## Your objective
Each line in the entries below that contains the word "tractor" counts once. Report how many there are and nothing more.

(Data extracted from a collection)
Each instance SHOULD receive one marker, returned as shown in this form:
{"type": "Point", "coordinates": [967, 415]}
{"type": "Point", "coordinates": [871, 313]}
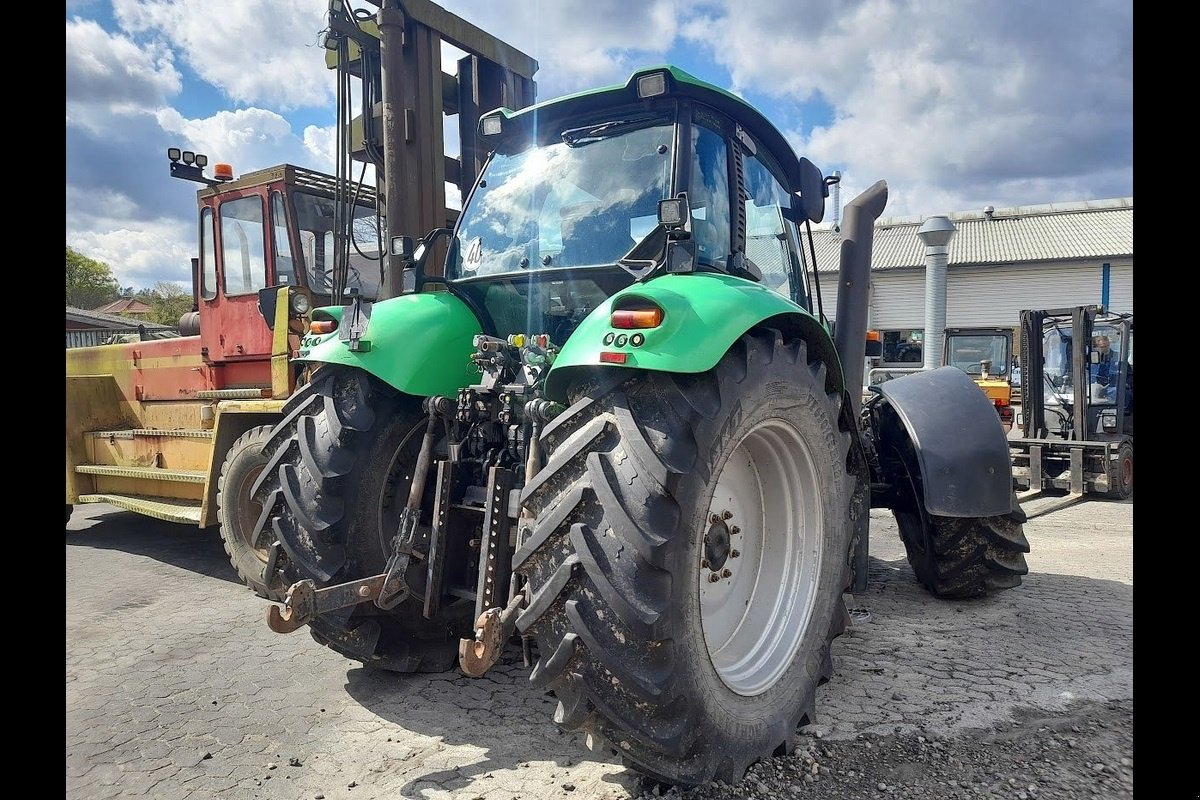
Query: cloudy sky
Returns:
{"type": "Point", "coordinates": [957, 103]}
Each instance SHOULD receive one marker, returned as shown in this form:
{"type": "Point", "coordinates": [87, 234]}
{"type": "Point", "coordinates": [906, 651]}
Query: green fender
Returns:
{"type": "Point", "coordinates": [702, 316]}
{"type": "Point", "coordinates": [418, 343]}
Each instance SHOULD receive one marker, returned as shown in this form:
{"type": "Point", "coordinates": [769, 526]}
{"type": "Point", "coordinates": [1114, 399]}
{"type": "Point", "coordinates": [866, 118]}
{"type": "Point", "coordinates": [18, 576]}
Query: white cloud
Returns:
{"type": "Point", "coordinates": [156, 250]}
{"type": "Point", "coordinates": [249, 138]}
{"type": "Point", "coordinates": [954, 104]}
{"type": "Point", "coordinates": [109, 74]}
{"type": "Point", "coordinates": [258, 52]}
{"type": "Point", "coordinates": [579, 43]}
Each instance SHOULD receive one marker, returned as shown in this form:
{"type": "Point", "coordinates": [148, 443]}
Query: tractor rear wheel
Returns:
{"type": "Point", "coordinates": [959, 557]}
{"type": "Point", "coordinates": [238, 512]}
{"type": "Point", "coordinates": [687, 559]}
{"type": "Point", "coordinates": [340, 464]}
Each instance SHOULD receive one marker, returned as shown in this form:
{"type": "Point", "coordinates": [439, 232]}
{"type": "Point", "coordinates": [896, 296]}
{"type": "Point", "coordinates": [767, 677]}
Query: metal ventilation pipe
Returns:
{"type": "Point", "coordinates": [935, 233]}
{"type": "Point", "coordinates": [835, 200]}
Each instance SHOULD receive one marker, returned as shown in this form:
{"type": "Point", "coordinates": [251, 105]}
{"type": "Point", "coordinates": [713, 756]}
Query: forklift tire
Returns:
{"type": "Point", "coordinates": [1122, 473]}
{"type": "Point", "coordinates": [959, 557]}
{"type": "Point", "coordinates": [339, 469]}
{"type": "Point", "coordinates": [238, 511]}
{"type": "Point", "coordinates": [637, 589]}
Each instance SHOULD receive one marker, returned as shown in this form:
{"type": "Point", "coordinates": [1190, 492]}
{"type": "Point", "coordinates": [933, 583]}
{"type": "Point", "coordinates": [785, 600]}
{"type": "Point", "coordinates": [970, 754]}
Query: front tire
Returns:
{"type": "Point", "coordinates": [238, 511]}
{"type": "Point", "coordinates": [958, 557]}
{"type": "Point", "coordinates": [1122, 473]}
{"type": "Point", "coordinates": [635, 638]}
{"type": "Point", "coordinates": [340, 468]}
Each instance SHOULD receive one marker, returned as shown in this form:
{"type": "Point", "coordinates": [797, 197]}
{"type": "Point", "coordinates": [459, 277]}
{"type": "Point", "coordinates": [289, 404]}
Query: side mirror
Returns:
{"type": "Point", "coordinates": [402, 246]}
{"type": "Point", "coordinates": [675, 215]}
{"type": "Point", "coordinates": [813, 190]}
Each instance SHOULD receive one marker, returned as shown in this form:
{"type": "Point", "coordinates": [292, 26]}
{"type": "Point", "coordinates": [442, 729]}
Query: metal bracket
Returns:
{"type": "Point", "coordinates": [395, 588]}
{"type": "Point", "coordinates": [304, 602]}
{"type": "Point", "coordinates": [492, 630]}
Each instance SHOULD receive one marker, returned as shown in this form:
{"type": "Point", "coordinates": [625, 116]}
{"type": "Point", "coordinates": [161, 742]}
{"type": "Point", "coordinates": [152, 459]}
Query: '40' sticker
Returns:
{"type": "Point", "coordinates": [474, 254]}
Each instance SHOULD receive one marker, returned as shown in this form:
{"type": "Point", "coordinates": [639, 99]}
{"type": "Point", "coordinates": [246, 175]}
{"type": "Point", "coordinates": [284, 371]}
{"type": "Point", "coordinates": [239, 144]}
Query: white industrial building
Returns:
{"type": "Point", "coordinates": [1000, 262]}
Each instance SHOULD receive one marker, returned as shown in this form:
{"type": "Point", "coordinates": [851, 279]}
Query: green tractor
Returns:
{"type": "Point", "coordinates": [615, 421]}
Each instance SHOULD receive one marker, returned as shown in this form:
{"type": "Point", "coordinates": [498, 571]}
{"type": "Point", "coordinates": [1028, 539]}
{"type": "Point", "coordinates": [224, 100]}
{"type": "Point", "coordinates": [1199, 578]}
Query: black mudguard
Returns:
{"type": "Point", "coordinates": [961, 447]}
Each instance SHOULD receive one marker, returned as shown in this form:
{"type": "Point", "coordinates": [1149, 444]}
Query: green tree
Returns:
{"type": "Point", "coordinates": [90, 283]}
{"type": "Point", "coordinates": [168, 301]}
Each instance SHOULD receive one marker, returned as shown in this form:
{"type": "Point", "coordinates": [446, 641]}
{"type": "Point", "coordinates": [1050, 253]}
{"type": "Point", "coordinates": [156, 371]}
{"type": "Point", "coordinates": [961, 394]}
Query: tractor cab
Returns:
{"type": "Point", "coordinates": [585, 197]}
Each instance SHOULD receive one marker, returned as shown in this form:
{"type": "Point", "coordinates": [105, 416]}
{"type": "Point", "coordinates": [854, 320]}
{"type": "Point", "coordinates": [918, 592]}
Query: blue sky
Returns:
{"type": "Point", "coordinates": [957, 104]}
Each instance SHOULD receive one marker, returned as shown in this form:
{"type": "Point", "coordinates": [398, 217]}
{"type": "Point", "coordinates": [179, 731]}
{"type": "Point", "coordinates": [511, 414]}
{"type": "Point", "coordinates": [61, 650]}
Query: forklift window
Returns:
{"type": "Point", "coordinates": [208, 257]}
{"type": "Point", "coordinates": [244, 258]}
{"type": "Point", "coordinates": [285, 265]}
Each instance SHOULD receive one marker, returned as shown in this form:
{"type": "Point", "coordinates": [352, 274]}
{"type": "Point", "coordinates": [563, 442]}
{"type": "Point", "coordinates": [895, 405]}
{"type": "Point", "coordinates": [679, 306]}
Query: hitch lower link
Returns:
{"type": "Point", "coordinates": [493, 627]}
{"type": "Point", "coordinates": [304, 601]}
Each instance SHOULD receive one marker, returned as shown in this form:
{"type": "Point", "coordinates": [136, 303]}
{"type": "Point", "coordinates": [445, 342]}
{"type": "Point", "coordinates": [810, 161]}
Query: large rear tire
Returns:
{"type": "Point", "coordinates": [238, 511]}
{"type": "Point", "coordinates": [655, 483]}
{"type": "Point", "coordinates": [340, 464]}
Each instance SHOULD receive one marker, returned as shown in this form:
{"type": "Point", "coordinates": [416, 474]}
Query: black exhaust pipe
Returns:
{"type": "Point", "coordinates": [855, 284]}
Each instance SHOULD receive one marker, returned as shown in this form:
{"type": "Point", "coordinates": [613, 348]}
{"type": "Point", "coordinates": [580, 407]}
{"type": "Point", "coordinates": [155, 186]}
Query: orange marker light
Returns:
{"type": "Point", "coordinates": [637, 318]}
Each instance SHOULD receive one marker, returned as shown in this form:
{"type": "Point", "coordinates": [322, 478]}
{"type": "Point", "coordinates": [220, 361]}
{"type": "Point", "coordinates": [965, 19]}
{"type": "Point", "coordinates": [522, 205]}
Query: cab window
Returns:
{"type": "Point", "coordinates": [241, 246]}
{"type": "Point", "coordinates": [771, 239]}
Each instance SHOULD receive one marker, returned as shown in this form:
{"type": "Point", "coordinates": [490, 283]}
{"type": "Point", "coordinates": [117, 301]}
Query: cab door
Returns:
{"type": "Point", "coordinates": [233, 328]}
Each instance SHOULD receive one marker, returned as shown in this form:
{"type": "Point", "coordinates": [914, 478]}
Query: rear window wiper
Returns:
{"type": "Point", "coordinates": [589, 133]}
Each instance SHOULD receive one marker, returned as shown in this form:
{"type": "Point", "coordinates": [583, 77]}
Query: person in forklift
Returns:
{"type": "Point", "coordinates": [1104, 371]}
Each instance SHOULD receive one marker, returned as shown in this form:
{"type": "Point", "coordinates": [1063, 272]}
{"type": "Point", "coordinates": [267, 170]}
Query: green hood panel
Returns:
{"type": "Point", "coordinates": [703, 314]}
{"type": "Point", "coordinates": [418, 343]}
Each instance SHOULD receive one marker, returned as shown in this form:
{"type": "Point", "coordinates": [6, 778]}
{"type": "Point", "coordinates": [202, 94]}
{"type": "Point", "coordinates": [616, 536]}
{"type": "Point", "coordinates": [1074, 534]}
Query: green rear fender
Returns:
{"type": "Point", "coordinates": [703, 316]}
{"type": "Point", "coordinates": [418, 343]}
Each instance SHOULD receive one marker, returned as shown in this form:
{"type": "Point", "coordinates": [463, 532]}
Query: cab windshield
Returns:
{"type": "Point", "coordinates": [583, 200]}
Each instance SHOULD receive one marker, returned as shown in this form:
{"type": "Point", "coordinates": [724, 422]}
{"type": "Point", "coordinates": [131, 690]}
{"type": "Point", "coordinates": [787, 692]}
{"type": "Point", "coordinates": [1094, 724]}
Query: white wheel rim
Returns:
{"type": "Point", "coordinates": [755, 612]}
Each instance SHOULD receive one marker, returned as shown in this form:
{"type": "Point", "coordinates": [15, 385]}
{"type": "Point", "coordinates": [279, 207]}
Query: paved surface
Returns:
{"type": "Point", "coordinates": [175, 689]}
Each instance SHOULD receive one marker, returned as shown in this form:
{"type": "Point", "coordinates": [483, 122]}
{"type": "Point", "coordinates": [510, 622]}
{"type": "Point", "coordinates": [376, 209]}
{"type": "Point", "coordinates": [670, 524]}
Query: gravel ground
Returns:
{"type": "Point", "coordinates": [178, 691]}
{"type": "Point", "coordinates": [1083, 752]}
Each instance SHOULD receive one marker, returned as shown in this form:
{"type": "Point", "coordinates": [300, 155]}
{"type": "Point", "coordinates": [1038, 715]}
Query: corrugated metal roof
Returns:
{"type": "Point", "coordinates": [1056, 232]}
{"type": "Point", "coordinates": [108, 320]}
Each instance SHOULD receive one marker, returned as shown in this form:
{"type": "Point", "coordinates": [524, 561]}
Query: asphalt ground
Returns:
{"type": "Point", "coordinates": [175, 687]}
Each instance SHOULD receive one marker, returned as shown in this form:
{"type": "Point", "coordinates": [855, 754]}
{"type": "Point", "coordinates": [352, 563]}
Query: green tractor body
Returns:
{"type": "Point", "coordinates": [615, 422]}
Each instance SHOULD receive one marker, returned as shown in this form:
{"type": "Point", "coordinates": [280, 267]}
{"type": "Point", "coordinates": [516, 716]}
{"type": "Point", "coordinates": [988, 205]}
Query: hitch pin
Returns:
{"type": "Point", "coordinates": [304, 602]}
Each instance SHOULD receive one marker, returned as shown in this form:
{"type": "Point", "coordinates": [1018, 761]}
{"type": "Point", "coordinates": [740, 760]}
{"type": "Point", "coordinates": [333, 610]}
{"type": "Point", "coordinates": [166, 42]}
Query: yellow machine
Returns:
{"type": "Point", "coordinates": [985, 354]}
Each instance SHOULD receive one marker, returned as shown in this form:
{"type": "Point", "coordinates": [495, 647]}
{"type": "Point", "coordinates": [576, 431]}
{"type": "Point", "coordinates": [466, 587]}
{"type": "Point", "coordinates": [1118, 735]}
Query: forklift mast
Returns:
{"type": "Point", "coordinates": [391, 97]}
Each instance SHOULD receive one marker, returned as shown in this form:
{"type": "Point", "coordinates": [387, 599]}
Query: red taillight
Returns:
{"type": "Point", "coordinates": [322, 326]}
{"type": "Point", "coordinates": [629, 318]}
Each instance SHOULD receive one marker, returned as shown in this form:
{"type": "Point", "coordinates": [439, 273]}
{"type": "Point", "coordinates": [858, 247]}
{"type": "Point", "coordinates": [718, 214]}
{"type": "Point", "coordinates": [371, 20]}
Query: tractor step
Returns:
{"type": "Point", "coordinates": [234, 394]}
{"type": "Point", "coordinates": [136, 433]}
{"type": "Point", "coordinates": [144, 473]}
{"type": "Point", "coordinates": [167, 509]}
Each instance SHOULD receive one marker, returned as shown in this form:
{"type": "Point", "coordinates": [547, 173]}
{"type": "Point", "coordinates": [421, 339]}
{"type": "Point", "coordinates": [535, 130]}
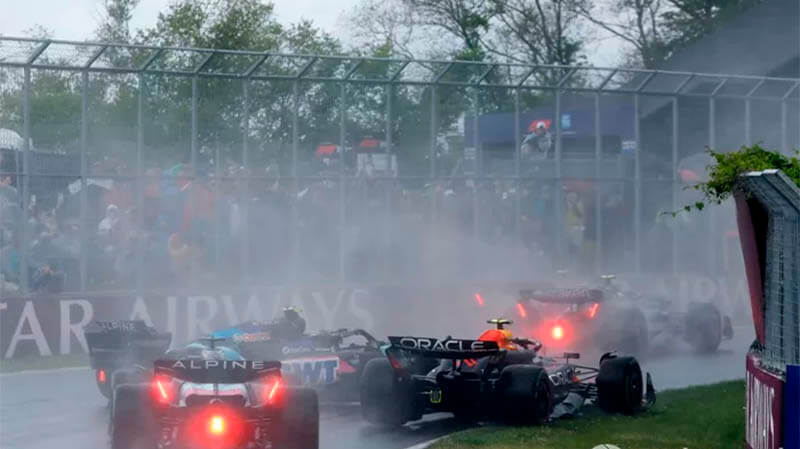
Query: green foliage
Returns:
{"type": "Point", "coordinates": [708, 417]}
{"type": "Point", "coordinates": [725, 174]}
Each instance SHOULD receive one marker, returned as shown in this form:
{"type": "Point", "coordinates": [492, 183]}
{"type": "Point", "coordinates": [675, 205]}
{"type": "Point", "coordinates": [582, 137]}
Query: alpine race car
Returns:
{"type": "Point", "coordinates": [496, 377]}
{"type": "Point", "coordinates": [605, 318]}
{"type": "Point", "coordinates": [213, 400]}
{"type": "Point", "coordinates": [329, 361]}
{"type": "Point", "coordinates": [121, 346]}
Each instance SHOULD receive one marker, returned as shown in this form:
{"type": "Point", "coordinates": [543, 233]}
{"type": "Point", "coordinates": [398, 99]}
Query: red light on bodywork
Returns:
{"type": "Point", "coordinates": [521, 310]}
{"type": "Point", "coordinates": [272, 395]}
{"type": "Point", "coordinates": [216, 425]}
{"type": "Point", "coordinates": [162, 389]}
{"type": "Point", "coordinates": [593, 310]}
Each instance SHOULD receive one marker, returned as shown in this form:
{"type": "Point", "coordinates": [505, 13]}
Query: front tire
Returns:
{"type": "Point", "coordinates": [526, 393]}
{"type": "Point", "coordinates": [383, 402]}
{"type": "Point", "coordinates": [619, 385]}
{"type": "Point", "coordinates": [704, 327]}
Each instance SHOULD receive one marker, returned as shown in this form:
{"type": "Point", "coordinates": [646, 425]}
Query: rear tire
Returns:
{"type": "Point", "coordinates": [526, 395]}
{"type": "Point", "coordinates": [132, 425]}
{"type": "Point", "coordinates": [620, 385]}
{"type": "Point", "coordinates": [704, 327]}
{"type": "Point", "coordinates": [299, 424]}
{"type": "Point", "coordinates": [383, 402]}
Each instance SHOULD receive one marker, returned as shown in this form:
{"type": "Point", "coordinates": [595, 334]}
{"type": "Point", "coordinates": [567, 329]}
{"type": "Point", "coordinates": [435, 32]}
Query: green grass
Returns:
{"type": "Point", "coordinates": [43, 363]}
{"type": "Point", "coordinates": [707, 417]}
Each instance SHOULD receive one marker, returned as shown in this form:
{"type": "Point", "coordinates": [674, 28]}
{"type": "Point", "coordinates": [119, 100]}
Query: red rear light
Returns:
{"type": "Point", "coordinates": [592, 310]}
{"type": "Point", "coordinates": [521, 310]}
{"type": "Point", "coordinates": [216, 425]}
{"type": "Point", "coordinates": [273, 392]}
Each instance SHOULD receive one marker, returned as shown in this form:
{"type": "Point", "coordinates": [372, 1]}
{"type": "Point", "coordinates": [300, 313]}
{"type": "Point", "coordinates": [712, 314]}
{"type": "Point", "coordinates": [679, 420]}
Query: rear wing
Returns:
{"type": "Point", "coordinates": [114, 344]}
{"type": "Point", "coordinates": [563, 295]}
{"type": "Point", "coordinates": [445, 349]}
{"type": "Point", "coordinates": [217, 371]}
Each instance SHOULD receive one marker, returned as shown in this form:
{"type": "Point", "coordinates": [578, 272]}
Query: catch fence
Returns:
{"type": "Point", "coordinates": [130, 167]}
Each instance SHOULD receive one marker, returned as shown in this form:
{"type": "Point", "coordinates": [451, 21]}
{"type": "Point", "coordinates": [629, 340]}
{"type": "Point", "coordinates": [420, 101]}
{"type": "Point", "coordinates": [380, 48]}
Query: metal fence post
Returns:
{"type": "Point", "coordinates": [478, 171]}
{"type": "Point", "coordinates": [558, 188]}
{"type": "Point", "coordinates": [747, 132]}
{"type": "Point", "coordinates": [26, 174]}
{"type": "Point", "coordinates": [675, 182]}
{"type": "Point", "coordinates": [341, 196]}
{"type": "Point", "coordinates": [293, 275]}
{"type": "Point", "coordinates": [140, 181]}
{"type": "Point", "coordinates": [784, 137]}
{"type": "Point", "coordinates": [517, 169]}
{"type": "Point", "coordinates": [244, 209]}
{"type": "Point", "coordinates": [712, 143]}
{"type": "Point", "coordinates": [598, 214]}
{"type": "Point", "coordinates": [84, 199]}
{"type": "Point", "coordinates": [389, 187]}
{"type": "Point", "coordinates": [637, 189]}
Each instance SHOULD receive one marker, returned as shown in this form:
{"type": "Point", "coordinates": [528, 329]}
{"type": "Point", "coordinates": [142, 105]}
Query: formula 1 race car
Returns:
{"type": "Point", "coordinates": [496, 377]}
{"type": "Point", "coordinates": [605, 318]}
{"type": "Point", "coordinates": [121, 346]}
{"type": "Point", "coordinates": [213, 401]}
{"type": "Point", "coordinates": [330, 361]}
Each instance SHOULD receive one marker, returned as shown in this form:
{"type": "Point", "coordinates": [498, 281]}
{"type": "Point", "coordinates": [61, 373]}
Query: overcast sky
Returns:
{"type": "Point", "coordinates": [77, 19]}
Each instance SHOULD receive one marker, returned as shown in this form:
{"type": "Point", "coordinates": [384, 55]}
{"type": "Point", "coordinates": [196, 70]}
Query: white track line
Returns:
{"type": "Point", "coordinates": [44, 371]}
{"type": "Point", "coordinates": [427, 444]}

## Response to this task
5